DATASET EXTRACT:
* * * * * * *

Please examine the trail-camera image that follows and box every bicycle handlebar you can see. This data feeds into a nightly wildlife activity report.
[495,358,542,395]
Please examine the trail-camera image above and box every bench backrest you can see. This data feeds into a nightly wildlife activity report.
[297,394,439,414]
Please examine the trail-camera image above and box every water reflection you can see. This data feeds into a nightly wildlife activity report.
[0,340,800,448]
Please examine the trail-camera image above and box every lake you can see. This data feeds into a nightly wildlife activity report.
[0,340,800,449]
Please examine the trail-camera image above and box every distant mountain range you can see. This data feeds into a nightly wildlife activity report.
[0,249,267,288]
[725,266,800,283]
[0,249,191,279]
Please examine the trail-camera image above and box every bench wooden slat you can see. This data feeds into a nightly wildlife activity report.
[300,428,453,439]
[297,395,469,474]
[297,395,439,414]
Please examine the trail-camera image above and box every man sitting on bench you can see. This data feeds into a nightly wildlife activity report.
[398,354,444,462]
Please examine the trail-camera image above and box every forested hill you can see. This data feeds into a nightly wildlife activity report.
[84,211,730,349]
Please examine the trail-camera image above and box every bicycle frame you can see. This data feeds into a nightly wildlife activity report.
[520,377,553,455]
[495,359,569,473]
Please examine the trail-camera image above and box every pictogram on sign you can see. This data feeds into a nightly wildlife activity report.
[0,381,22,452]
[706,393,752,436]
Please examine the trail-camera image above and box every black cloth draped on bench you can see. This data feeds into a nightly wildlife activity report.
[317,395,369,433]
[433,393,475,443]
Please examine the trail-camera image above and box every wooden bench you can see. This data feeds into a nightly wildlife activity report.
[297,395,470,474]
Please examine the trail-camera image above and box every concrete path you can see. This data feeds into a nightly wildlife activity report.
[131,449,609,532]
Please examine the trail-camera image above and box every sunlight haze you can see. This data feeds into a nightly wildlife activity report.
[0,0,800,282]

* * * * * * *

CHALLENGE:
In the stretch of rows from the line containing "box every pictogram" through the line containing "[706,393,752,436]", substitute "symbol on signpost" for "pictogram on sign" and reproduce those lines with no other change.

EXERCISE RESULT:
Please examine the trail-camera image above and box every symbol on signpost you can see. This data feeds into a nightly wildlife activity report.
[0,381,22,452]
[706,393,752,436]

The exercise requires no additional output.